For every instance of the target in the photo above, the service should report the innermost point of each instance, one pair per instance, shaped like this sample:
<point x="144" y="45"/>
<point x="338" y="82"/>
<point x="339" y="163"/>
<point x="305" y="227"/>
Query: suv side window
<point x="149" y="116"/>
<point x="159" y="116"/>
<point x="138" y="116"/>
- - -
**Requirement:**
Copy the data above in full, exactly as it reads.

**Finished task:**
For every instance of the target in the photo above, the service should report the innermost point of each instance, one pair per instance, shaped like this sample:
<point x="144" y="45"/>
<point x="338" y="82"/>
<point x="339" y="163"/>
<point x="305" y="227"/>
Query: suv side window
<point x="149" y="116"/>
<point x="159" y="116"/>
<point x="138" y="116"/>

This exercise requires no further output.